Les auteurs empruntent à John Dewey la notion d’enquêtes éthiques à propos de cette prise en compte de l’expérience, inspirée par la recherche de la meilleure prise en charge possible du patient. Ils sont convaincants quant à la nécessité d’explorer des alternatives, « essayer pour soigner », et d’affronter l’inconnu. L’adjectif éthique signifie pour eux que dans cette situation du choix difficile d’une thérapeutique appropriée, c’est le caractère éthique, la fidélité au devoir de soigner, qui donne son sens à la conduite du soignant.

Dans cette optique de l’appel à l’expérience et à la prise en compte des points de vue individuels des « soignants », il est dommage que les auteurs n’aient pas rapporté ce qu’ils ont noté des attitudes des infirmier(ère) s face aux décisions de traitement des Covid graves. Certes, ils/elles ne posent pas les indications mais n’en possèdent pas moins un point de vue sur les traitements qu’ils mettent quotidiennement en œuvre au chevet du malade.

OBJECTIF DE LA TÂCHE: Indiquez, s'il vous plaît, si chacune des affirmations suivantes concorde avec l'extrait ci-dessus, en répondant par oui ou par non et en citant textuellement les mots décisifs de l'extrait. (a) Les auteurs empruntent à John Dewey la notion d'enquêtes éthiques. (b) Les auteurs rapportent ce qu'ils ont noté des attitudes des infirmiers face aux décisions de traitement des Covid graves. (c) Les infirmiers posent les indications des traitements.

[Entrées enregistrées]
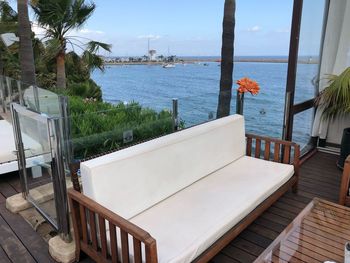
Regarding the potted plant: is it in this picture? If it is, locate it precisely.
[316,67,350,168]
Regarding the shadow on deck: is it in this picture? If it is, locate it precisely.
[0,152,341,263]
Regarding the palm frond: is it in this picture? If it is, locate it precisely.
[82,50,104,71]
[86,41,112,53]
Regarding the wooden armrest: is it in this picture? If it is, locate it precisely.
[339,155,350,205]
[246,133,300,165]
[68,189,157,263]
[246,134,300,192]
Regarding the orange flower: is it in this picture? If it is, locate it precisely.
[237,78,260,95]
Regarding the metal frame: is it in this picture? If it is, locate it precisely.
[282,0,304,141]
[0,75,6,113]
[11,103,71,242]
[173,98,179,131]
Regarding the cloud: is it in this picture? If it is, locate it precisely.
[137,34,162,40]
[275,28,290,33]
[247,26,261,32]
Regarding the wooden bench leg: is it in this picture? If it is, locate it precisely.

RÉPONSE ATTENDUE:
(a) Oui : « Les auteurs empruntent à John Dewey la notion d’enquêtes éthiques ».
(b) Non : « il est dommage que les auteurs n’aient pas rapporté ce qu’ils ont noté des attitudes ».
(c) Non : « ils/elles ne posent pas les indications ».